- Assigned task
Copy the rows below word for word, starting at their first line and stopping after the line that contains "box: [291, 227, 295, 252]". Leave out the pictures.

====== Extracted entries ======

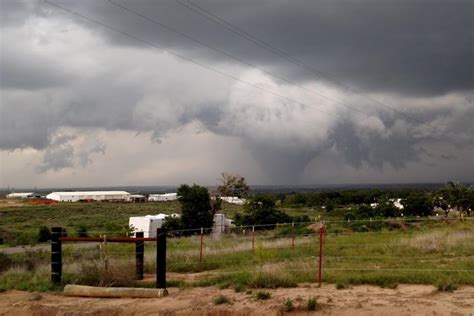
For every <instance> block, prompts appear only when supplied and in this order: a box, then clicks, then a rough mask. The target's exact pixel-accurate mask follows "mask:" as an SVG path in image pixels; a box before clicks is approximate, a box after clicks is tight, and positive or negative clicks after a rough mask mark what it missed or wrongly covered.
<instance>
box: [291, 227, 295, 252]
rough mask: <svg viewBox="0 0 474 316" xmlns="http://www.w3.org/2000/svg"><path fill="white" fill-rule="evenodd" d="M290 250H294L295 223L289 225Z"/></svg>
mask: <svg viewBox="0 0 474 316" xmlns="http://www.w3.org/2000/svg"><path fill="white" fill-rule="evenodd" d="M291 248H292V249H293V250H294V249H295V222H293V223H291Z"/></svg>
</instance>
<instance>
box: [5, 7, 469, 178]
mask: <svg viewBox="0 0 474 316" xmlns="http://www.w3.org/2000/svg"><path fill="white" fill-rule="evenodd" d="M48 1H49V2H50V3H51V4H48V3H47V2H45V1H43V0H42V1H35V0H23V1H22V0H0V3H1V8H0V9H1V21H0V28H1V63H0V67H1V68H0V76H1V78H0V84H1V87H0V93H1V103H0V115H1V118H0V159H1V161H0V162H1V163H0V187H7V186H10V187H33V186H37V187H58V186H68V187H74V186H121V185H175V184H180V183H193V182H194V183H199V184H206V185H212V184H216V183H217V179H218V178H219V175H220V173H221V172H223V171H227V172H231V173H239V174H242V175H243V176H245V177H246V178H247V179H248V182H249V183H250V184H329V183H330V184H335V183H336V184H337V183H339V184H341V183H401V182H444V181H447V180H458V181H474V123H473V122H474V42H473V39H474V19H473V16H474V1H472V0H470V1H461V0H451V1H448V0H446V1H439V0H426V1H405V0H393V1H390V0H387V1H380V0H373V1H365V0H364V1H342V0H341V1H334V0H326V1H299V0H298V1H295V0H292V1H283V0H264V1H262V0H259V1H254V0H238V1H237V0H233V1H220V0H219V1H218V0H191V1H190V0H167V1H153V0H146V1H145V0H139V1H131V0H111V1H107V0H81V1H73V0H48ZM112 1H113V2H112ZM53 4H54V5H53ZM58 6H59V7H58ZM60 7H62V8H63V9H61V8H60ZM64 9H66V10H70V11H72V12H73V13H71V12H67V11H66V10H64ZM74 13H76V14H74Z"/></svg>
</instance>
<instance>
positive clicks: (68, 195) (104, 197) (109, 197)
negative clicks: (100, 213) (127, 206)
mask: <svg viewBox="0 0 474 316" xmlns="http://www.w3.org/2000/svg"><path fill="white" fill-rule="evenodd" d="M46 198H47V199H50V200H55V201H59V202H78V201H87V200H92V201H128V200H129V199H130V193H128V192H125V191H67V192H52V193H50V194H48V195H47V196H46Z"/></svg>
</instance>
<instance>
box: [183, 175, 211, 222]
mask: <svg viewBox="0 0 474 316" xmlns="http://www.w3.org/2000/svg"><path fill="white" fill-rule="evenodd" d="M178 197H179V198H178V199H179V203H180V204H181V224H182V227H183V228H184V229H194V228H200V227H206V228H207V227H211V226H212V224H213V221H214V212H213V210H212V207H211V202H210V196H209V191H208V190H207V188H205V187H201V186H199V185H196V184H194V185H193V186H189V185H187V184H183V185H181V186H180V187H179V188H178Z"/></svg>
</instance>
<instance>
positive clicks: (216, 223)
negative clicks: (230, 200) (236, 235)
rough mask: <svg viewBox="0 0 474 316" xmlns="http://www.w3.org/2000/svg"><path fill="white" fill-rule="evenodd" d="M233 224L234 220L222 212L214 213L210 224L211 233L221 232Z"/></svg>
mask: <svg viewBox="0 0 474 316" xmlns="http://www.w3.org/2000/svg"><path fill="white" fill-rule="evenodd" d="M233 226H234V221H233V220H231V219H229V218H226V217H225V215H224V214H219V213H218V214H214V223H213V225H212V233H213V234H222V233H225V232H226V231H228V230H229V228H231V227H233Z"/></svg>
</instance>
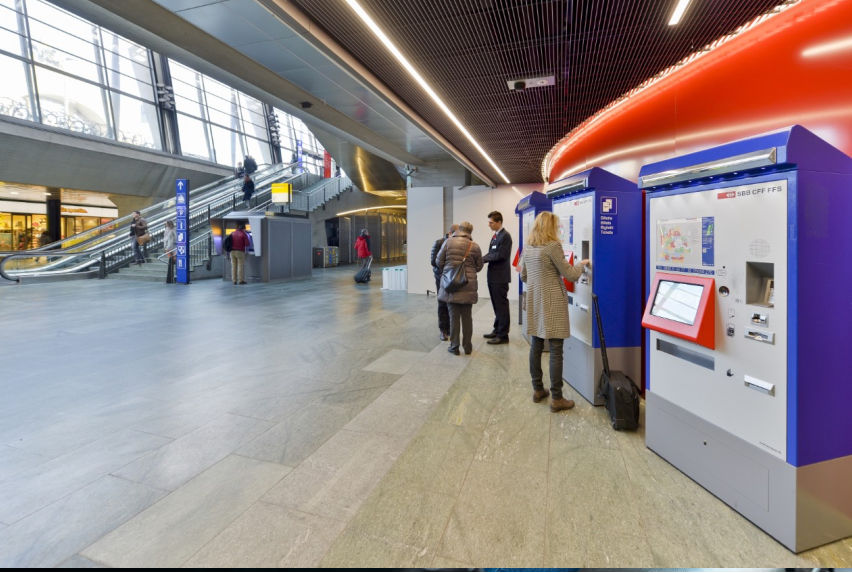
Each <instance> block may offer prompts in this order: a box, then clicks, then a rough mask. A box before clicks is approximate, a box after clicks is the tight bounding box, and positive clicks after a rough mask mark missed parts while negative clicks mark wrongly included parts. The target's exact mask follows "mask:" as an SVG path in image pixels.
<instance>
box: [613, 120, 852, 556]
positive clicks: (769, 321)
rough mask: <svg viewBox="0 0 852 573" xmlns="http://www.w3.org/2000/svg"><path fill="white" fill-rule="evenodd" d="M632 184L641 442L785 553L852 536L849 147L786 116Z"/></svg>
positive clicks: (851, 231)
mask: <svg viewBox="0 0 852 573" xmlns="http://www.w3.org/2000/svg"><path fill="white" fill-rule="evenodd" d="M639 185H640V187H642V188H643V189H644V190H645V191H646V213H647V229H646V230H647V235H646V241H647V243H646V249H647V258H646V261H647V264H646V271H647V273H646V294H647V303H646V305H645V310H644V317H643V320H642V324H643V326H645V327H646V328H647V329H648V330H647V339H646V354H647V356H646V362H647V368H648V373H647V374H648V377H647V381H648V388H647V389H646V395H645V398H646V408H645V425H646V434H645V439H646V444H647V446H648V447H649V448H650V449H652V450H653V451H655V452H657V453H658V454H659V455H660V456H662V457H663V458H665V459H666V460H668V461H669V462H670V463H671V464H673V465H674V466H675V467H677V468H679V469H680V470H681V471H683V472H684V473H685V474H687V475H688V476H690V477H691V478H692V479H694V480H695V481H697V482H698V483H700V484H701V485H702V486H703V487H705V488H706V489H707V490H709V491H710V492H712V493H713V494H714V495H716V496H717V497H719V498H720V499H722V500H723V501H725V502H726V503H728V504H729V505H730V506H731V507H733V508H734V509H735V510H737V511H738V512H740V513H741V514H742V515H744V516H745V517H746V518H748V519H749V520H751V521H752V522H753V523H755V524H756V525H757V526H759V527H760V528H762V529H763V530H765V531H766V532H768V533H769V534H770V535H772V536H773V537H774V538H776V539H777V540H778V541H780V542H781V543H783V544H784V545H785V546H787V547H788V548H789V549H791V550H792V551H796V552H798V551H802V550H805V549H809V548H811V547H815V546H817V545H821V544H824V543H828V542H830V541H834V540H836V539H840V538H843V537H847V536H849V535H852V414H850V404H852V352H850V342H852V341H851V340H850V339H851V338H852V331H851V330H850V324H852V304H850V300H852V295H850V285H852V265H850V264H849V252H850V249H852V225H850V224H849V217H850V214H852V158H849V157H847V156H846V155H844V154H843V153H841V152H840V151H838V150H837V149H835V148H833V147H832V146H831V145H829V144H828V143H826V142H825V141H823V140H821V139H819V138H818V137H817V136H815V135H814V134H812V133H810V132H809V131H807V130H805V129H804V128H802V127H800V126H794V127H792V128H790V129H787V130H784V131H781V132H778V133H772V134H768V135H762V136H758V137H754V138H752V139H748V140H743V141H737V142H734V143H730V144H726V145H722V146H719V147H716V148H713V149H708V150H705V151H701V152H698V153H692V154H689V155H684V156H682V157H677V158H674V159H670V160H667V161H662V162H659V163H654V164H650V165H646V166H645V167H643V168H642V170H641V171H640V178H639ZM598 276H599V274H598Z"/></svg>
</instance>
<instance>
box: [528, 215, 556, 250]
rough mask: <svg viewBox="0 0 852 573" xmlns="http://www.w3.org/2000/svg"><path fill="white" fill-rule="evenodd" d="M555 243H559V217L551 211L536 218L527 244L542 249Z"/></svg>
mask: <svg viewBox="0 0 852 573" xmlns="http://www.w3.org/2000/svg"><path fill="white" fill-rule="evenodd" d="M553 241H556V242H559V217H557V216H556V215H554V214H553V213H551V212H550V211H542V212H541V213H539V214H538V217H536V218H535V222H534V223H533V228H532V231H530V238H529V239H528V240H527V243H528V244H530V245H532V246H534V247H540V246H542V245H546V244H547V243H552V242H553Z"/></svg>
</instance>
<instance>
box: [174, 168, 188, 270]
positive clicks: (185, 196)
mask: <svg viewBox="0 0 852 573" xmlns="http://www.w3.org/2000/svg"><path fill="white" fill-rule="evenodd" d="M175 227H176V231H177V234H176V237H175V238H176V240H175V248H176V252H175V255H176V257H175V268H176V270H177V273H176V276H175V280H177V282H179V283H183V284H189V179H178V180H177V181H176V182H175Z"/></svg>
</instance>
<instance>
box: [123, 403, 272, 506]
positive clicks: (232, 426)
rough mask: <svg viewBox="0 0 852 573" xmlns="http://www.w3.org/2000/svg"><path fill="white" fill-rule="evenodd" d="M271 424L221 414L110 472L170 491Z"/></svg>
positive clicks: (194, 476)
mask: <svg viewBox="0 0 852 573" xmlns="http://www.w3.org/2000/svg"><path fill="white" fill-rule="evenodd" d="M270 426H271V422H267V421H265V420H257V419H255V418H247V417H245V416H235V415H233V414H224V415H222V416H219V417H218V418H216V419H213V420H211V421H210V422H208V423H207V424H205V425H204V426H201V427H200V428H198V429H197V430H195V431H193V432H190V433H189V434H187V435H185V436H183V437H182V438H179V439H177V440H175V441H173V442H171V443H170V444H168V445H166V446H163V447H162V448H159V449H158V450H156V451H153V452H151V453H149V454H146V455H144V456H142V457H140V458H139V459H137V460H135V461H133V462H131V463H130V464H127V465H126V466H124V467H122V468H120V469H118V470H116V471H115V472H113V475H116V476H118V477H122V478H124V479H128V480H130V481H135V482H138V483H144V484H146V485H149V486H151V487H156V488H159V489H164V490H168V491H173V490H175V489H177V488H178V487H180V486H181V485H182V484H184V483H185V482H187V481H189V480H190V479H192V478H194V477H195V476H196V475H198V474H200V473H201V472H203V471H204V470H206V469H207V468H209V467H210V466H212V465H214V464H215V463H216V462H218V461H219V460H221V459H223V458H224V457H226V456H227V455H229V454H231V453H232V452H234V451H235V450H238V449H239V448H240V446H241V445H242V444H244V443H247V442H249V441H251V440H253V439H255V438H256V437H257V436H259V435H261V434H262V433H263V432H265V431H267V430H268V429H269V427H270Z"/></svg>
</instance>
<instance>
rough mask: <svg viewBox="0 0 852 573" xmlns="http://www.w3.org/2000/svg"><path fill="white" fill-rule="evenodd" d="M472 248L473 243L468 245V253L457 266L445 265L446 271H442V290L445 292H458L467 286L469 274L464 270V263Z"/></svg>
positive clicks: (470, 243)
mask: <svg viewBox="0 0 852 573" xmlns="http://www.w3.org/2000/svg"><path fill="white" fill-rule="evenodd" d="M472 246H473V241H471V242H470V243H469V244H468V246H467V251H465V253H464V257H463V258H462V260H461V262H460V263H459V264H458V265H457V266H455V267H454V266H452V265H445V266H444V270H443V271H441V288H442V289H443V290H444V291H445V292H458V291H460V290H461V288H462V287H463V286H464V285H466V284H467V273H466V272H465V269H464V262H465V260H467V256H468V255H469V254H470V248H471V247H472Z"/></svg>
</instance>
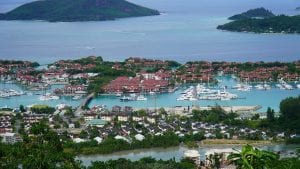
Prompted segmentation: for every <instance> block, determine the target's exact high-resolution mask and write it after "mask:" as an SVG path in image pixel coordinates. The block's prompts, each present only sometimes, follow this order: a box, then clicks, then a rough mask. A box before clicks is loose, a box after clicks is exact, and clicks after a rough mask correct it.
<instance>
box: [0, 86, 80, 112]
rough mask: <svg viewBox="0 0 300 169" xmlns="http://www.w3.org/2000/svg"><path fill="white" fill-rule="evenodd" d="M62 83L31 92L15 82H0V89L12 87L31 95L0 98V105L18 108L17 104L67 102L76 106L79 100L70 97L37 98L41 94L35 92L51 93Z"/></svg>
mask: <svg viewBox="0 0 300 169" xmlns="http://www.w3.org/2000/svg"><path fill="white" fill-rule="evenodd" d="M62 87H63V85H53V86H51V88H50V89H48V90H45V91H42V92H41V91H39V92H32V91H27V90H26V89H25V88H24V87H22V86H20V85H17V84H6V83H0V90H1V89H14V90H17V91H24V92H30V93H32V95H27V94H25V95H21V96H14V97H10V98H0V107H6V106H7V107H10V108H18V107H19V105H24V106H27V105H32V104H47V105H50V106H53V107H54V106H56V105H58V104H67V105H70V106H78V105H79V104H80V101H81V100H72V97H61V98H60V99H59V100H49V101H41V100H39V97H40V96H41V95H36V94H44V93H46V92H47V93H48V92H49V93H51V91H53V90H54V89H55V88H62Z"/></svg>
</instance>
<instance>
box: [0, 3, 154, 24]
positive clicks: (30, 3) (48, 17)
mask: <svg viewBox="0 0 300 169" xmlns="http://www.w3.org/2000/svg"><path fill="white" fill-rule="evenodd" d="M151 15H159V12H158V11H157V10H153V9H149V8H146V7H142V6H139V5H136V4H133V3H130V2H127V1H125V0H40V1H34V2H31V3H27V4H24V5H22V6H20V7H17V8H16V9H14V10H12V11H10V12H7V13H5V14H1V15H0V20H45V21H51V22H72V21H102V20H113V19H116V18H125V17H138V16H151Z"/></svg>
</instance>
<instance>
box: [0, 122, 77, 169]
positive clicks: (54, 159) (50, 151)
mask: <svg viewBox="0 0 300 169" xmlns="http://www.w3.org/2000/svg"><path fill="white" fill-rule="evenodd" d="M30 133H31V134H33V135H34V136H33V137H28V136H24V137H23V138H24V142H23V143H17V144H14V145H6V144H3V143H1V144H0V168H10V169H17V168H19V165H20V164H21V165H22V168H24V169H41V168H47V169H54V168H55V169H66V168H70V169H71V168H72V169H79V168H80V163H79V162H77V161H76V160H75V158H74V156H73V155H72V154H70V153H65V152H63V148H62V142H61V141H60V140H59V137H58V135H57V134H56V132H54V131H51V130H50V129H49V127H48V126H47V125H45V124H42V123H41V124H34V125H33V126H32V128H31V130H30Z"/></svg>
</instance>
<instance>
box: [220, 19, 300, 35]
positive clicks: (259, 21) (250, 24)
mask: <svg viewBox="0 0 300 169" xmlns="http://www.w3.org/2000/svg"><path fill="white" fill-rule="evenodd" d="M217 29H221V30H228V31H234V32H254V33H300V16H299V15H296V16H285V15H280V16H275V17H271V18H265V19H243V20H236V21H232V22H229V23H226V24H224V25H219V26H218V27H217Z"/></svg>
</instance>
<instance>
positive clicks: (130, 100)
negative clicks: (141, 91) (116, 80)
mask: <svg viewBox="0 0 300 169" xmlns="http://www.w3.org/2000/svg"><path fill="white" fill-rule="evenodd" d="M120 100H121V101H122V102H126V101H131V98H130V97H128V96H123V97H121V98H120Z"/></svg>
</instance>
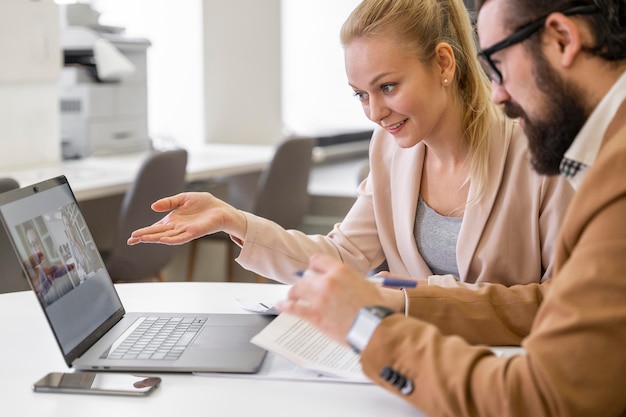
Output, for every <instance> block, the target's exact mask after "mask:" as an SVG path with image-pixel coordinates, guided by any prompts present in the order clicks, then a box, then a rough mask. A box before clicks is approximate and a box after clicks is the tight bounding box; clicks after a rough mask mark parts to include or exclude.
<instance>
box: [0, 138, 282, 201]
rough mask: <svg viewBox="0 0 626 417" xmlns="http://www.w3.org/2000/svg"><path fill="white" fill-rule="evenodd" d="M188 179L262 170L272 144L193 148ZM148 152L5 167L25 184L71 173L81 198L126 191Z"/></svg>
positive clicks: (101, 156)
mask: <svg viewBox="0 0 626 417" xmlns="http://www.w3.org/2000/svg"><path fill="white" fill-rule="evenodd" d="M188 151H189V161H188V163H187V180H188V181H190V182H191V181H200V180H210V179H214V178H220V177H225V176H232V175H239V174H247V173H251V172H259V171H261V170H262V169H263V168H264V167H265V166H266V165H267V164H268V163H269V162H270V161H271V159H272V156H273V154H274V147H273V146H269V145H230V144H205V145H202V146H198V147H194V148H189V149H188ZM146 155H147V152H137V153H121V154H115V155H107V156H93V157H88V158H83V159H76V160H64V161H60V162H58V163H51V164H47V165H41V166H34V167H23V168H17V169H2V170H0V177H5V176H7V177H13V178H15V179H16V180H17V181H18V182H19V183H20V185H21V186H25V185H29V184H33V183H35V182H39V181H42V180H45V179H48V178H51V177H55V176H57V175H61V174H63V175H65V176H67V178H68V180H69V182H70V185H71V187H72V190H73V191H74V194H75V195H76V198H77V200H78V201H80V202H82V201H86V200H91V199H96V198H102V197H109V196H113V195H119V194H123V193H124V192H125V191H126V189H127V188H128V187H129V186H130V184H131V183H132V182H133V180H134V179H135V175H136V174H137V172H138V171H139V167H140V165H141V163H142V162H143V160H144V159H145V157H146Z"/></svg>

======

- Task output
For every <instance> block, prompts appear only when supplied and in this order: a box, then clicks, then a rough mask. The target's exact pixel-accurate mask follows "mask:" as an SVG path in image pixels; a box before clicks is approximate, a box after clicks is tight, and positive or negative clicks after a rough mask mark what it missed or wrongly covered.
<instance>
box: [291, 227, 295, 252]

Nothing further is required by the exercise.